Text shown:
[START]
Data used in Experiment

For the purpose of fine-tuning via Dreambooth, a very small dataset was used, comprising 4 nearly identical images of a silver gradient cat, placed in the ./instance/ directory.

Acknowledgments

This experiment was developed based on an official example provided by ColossalAI, with the primary effort being the adjustment of code and runtime parameters to ensure successful execution with limited resources. Due to the dependency on specific versions of CUDA and even C++ builders, I cannot guarantee the robustness of the code across all environments. Should you encounter any issues while using it, please feel free to contact me.

Initially, my endeavor to delve into fine-tuning diffusion models led me to explore the examples provided for training LDM (Latent Diffusion Models) within ColossalAI. However, this journey was fraught with obstacles. A notable challenge arose from the integration efforts between Lightning and ColossalAI, where it became apparent that Lightning was attempting to work with parts of ColossalAI that had been deprecated. The option to downgrade ColossalAI to resolve these integration issues presented a new set of problems. The intricate dependency between ColossalAI and Lightning introduces additional complexity, making the debugging process particularly challenging. It is my hope that the maintainers of ColossalAI can address these issues by updating the relevant examples.

Setting & Implement

1. Single GPU Consideration:

To accommodate the limited computational resources of a single GPU setup, the --nproc_per_node is set to 1, and train_batch_size is also set to 1. This configuration ensures that the training process is optimized for environments with restricted hardware capabilities.

2. Mixed Precision Training:

The experiment leverages FP16 (mixed precision) to manage memory usage more effectively. Corrections were made in the code to ensure uniform data types across all models:

In the code of ColossalAI, only vae and text_encoder were adjusted, but the data accuracy of unet was not adjusted, resulting in mismatch in subsequent data accuracy.

  • Model components, including the VAE, text encoder, and UNet, are transferred to the appropriate device with the correct data type:
  vae.to(get_accelerator().get_current_device(), dtype=weight_dtype)
[END]
Dataset records:
[START]
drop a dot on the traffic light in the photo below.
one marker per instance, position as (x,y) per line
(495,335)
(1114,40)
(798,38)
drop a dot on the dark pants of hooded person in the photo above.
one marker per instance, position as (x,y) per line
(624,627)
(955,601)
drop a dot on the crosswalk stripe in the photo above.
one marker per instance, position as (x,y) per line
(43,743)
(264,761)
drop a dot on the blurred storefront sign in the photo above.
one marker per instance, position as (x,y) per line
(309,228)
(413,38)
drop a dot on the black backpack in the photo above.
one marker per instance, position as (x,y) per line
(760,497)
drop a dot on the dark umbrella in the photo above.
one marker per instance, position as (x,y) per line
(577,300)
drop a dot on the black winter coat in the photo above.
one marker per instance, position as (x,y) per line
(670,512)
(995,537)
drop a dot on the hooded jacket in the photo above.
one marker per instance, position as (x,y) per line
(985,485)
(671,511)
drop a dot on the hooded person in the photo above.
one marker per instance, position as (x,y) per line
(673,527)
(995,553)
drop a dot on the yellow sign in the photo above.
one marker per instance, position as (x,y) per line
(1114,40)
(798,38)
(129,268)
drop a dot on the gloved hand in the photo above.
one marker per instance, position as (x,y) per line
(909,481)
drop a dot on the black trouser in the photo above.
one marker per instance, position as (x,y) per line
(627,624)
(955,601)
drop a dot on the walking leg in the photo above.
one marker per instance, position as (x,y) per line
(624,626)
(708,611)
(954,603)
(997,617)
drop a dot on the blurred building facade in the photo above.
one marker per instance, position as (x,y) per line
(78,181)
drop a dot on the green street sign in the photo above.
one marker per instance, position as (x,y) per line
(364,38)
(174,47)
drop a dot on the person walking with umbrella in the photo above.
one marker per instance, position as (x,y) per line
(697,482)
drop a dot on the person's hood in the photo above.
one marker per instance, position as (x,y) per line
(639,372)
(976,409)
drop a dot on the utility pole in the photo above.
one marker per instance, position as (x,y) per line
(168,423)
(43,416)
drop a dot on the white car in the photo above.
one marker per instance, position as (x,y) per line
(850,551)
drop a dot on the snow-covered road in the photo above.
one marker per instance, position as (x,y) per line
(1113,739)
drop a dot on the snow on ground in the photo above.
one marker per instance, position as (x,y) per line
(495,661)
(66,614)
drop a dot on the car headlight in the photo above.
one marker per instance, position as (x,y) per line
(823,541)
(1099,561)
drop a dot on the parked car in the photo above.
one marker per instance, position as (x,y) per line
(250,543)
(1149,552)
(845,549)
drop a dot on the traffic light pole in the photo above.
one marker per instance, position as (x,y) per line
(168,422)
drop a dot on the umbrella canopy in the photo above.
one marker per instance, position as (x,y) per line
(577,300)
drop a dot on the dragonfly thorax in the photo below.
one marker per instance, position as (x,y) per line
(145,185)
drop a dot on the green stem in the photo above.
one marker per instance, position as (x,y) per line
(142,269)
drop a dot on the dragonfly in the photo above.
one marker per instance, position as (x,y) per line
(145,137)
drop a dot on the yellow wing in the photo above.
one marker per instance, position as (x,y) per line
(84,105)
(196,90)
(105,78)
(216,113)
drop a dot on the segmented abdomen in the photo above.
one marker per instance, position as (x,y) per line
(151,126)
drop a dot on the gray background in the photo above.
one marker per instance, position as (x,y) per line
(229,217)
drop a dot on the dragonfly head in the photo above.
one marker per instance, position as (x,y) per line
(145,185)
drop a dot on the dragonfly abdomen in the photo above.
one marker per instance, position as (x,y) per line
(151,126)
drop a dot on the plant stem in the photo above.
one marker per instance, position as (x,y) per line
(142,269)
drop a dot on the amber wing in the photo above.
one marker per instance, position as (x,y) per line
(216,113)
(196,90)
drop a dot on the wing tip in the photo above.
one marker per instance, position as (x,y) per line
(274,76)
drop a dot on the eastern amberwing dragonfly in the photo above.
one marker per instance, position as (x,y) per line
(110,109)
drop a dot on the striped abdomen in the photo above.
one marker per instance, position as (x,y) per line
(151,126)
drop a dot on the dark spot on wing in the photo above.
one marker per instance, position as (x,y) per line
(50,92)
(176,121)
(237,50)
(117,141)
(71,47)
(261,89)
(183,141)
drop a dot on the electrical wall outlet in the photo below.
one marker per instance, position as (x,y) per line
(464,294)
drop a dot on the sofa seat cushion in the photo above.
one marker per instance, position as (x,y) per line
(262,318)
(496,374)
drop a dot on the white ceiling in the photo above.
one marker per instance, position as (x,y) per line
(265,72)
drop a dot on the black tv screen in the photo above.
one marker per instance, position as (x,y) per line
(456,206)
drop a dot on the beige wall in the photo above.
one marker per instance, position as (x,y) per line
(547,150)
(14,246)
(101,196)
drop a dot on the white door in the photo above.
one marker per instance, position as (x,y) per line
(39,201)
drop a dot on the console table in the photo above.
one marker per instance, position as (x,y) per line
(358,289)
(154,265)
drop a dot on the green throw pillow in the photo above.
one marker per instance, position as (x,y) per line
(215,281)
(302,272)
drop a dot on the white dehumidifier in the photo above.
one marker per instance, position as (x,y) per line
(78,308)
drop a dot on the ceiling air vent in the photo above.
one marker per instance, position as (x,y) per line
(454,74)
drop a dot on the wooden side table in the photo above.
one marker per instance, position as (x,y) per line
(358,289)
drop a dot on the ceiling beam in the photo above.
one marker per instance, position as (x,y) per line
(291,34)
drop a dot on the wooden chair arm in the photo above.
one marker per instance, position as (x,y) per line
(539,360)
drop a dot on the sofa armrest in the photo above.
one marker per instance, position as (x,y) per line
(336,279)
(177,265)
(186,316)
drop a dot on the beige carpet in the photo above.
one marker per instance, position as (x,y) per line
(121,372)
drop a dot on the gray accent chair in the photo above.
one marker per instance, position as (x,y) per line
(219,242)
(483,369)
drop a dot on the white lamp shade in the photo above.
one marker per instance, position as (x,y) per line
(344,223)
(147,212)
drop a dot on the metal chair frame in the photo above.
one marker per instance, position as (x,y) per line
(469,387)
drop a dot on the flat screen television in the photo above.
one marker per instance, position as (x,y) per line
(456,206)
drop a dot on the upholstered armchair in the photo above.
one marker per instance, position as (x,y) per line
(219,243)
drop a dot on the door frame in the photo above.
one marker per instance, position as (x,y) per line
[END]
Required tasks:
[A] According to the text on fine-tuning with ColossalAI, what dataset was used for fine-tuning via Dreambooth?
[B] Extract every line of the records that includes the word "ceiling".
The text and the records have no connection to each other.

Expected outputs:
[A] Four nearly identical images of a silver gradient cat, placed in the ./instance/ directory.

[B]
drop a dot on the white ceiling in the photo above.
drop a dot on the ceiling air vent in the photo above.
drop a dot on the ceiling beam in the photo above.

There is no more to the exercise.